Directive:
Present everything from the line containing "Where in this photo can the yellow building" down to the end of the records as a numbered list, skipping any blank lines.

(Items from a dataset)
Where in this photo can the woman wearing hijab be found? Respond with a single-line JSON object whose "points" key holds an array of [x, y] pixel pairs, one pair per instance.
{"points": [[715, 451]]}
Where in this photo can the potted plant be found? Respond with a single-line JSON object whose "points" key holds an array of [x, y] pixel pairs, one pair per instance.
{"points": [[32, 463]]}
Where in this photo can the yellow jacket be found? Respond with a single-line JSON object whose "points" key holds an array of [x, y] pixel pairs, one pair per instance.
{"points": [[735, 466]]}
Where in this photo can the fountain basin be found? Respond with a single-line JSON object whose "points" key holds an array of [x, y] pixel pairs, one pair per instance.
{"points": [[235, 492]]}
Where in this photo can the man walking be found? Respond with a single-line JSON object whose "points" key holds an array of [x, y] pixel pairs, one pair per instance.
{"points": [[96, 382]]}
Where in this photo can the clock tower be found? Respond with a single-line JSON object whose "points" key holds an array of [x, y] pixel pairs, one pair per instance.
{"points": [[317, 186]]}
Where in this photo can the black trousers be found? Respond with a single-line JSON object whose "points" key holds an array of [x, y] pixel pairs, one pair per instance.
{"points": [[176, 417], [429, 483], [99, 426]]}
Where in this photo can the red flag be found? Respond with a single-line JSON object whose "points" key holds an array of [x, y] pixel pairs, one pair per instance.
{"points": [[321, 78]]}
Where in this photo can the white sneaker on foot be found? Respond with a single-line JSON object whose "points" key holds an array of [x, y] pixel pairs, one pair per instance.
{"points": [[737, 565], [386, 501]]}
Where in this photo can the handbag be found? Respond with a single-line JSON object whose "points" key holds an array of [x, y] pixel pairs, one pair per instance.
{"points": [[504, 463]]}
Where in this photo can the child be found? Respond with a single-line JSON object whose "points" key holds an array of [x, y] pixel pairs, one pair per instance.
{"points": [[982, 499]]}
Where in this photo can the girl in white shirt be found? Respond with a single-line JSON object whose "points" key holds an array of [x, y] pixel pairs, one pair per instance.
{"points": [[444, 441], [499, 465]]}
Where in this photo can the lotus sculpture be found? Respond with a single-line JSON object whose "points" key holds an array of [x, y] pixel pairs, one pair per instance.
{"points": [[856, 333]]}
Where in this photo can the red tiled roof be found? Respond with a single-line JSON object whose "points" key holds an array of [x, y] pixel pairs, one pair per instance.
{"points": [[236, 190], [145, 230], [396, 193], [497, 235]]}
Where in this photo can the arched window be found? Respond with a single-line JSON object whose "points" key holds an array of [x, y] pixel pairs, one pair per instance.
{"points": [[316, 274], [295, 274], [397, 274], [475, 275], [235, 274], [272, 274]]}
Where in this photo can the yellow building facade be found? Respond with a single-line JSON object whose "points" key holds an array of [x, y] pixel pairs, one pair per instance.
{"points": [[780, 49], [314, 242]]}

Answer to this exercise:
1. Where in this photo can the yellow building facade be found? Respond with a single-line JSON object whose "points" key holds an array of [x, y] pixel pairs, one pair per instance.
2. {"points": [[780, 49], [314, 242]]}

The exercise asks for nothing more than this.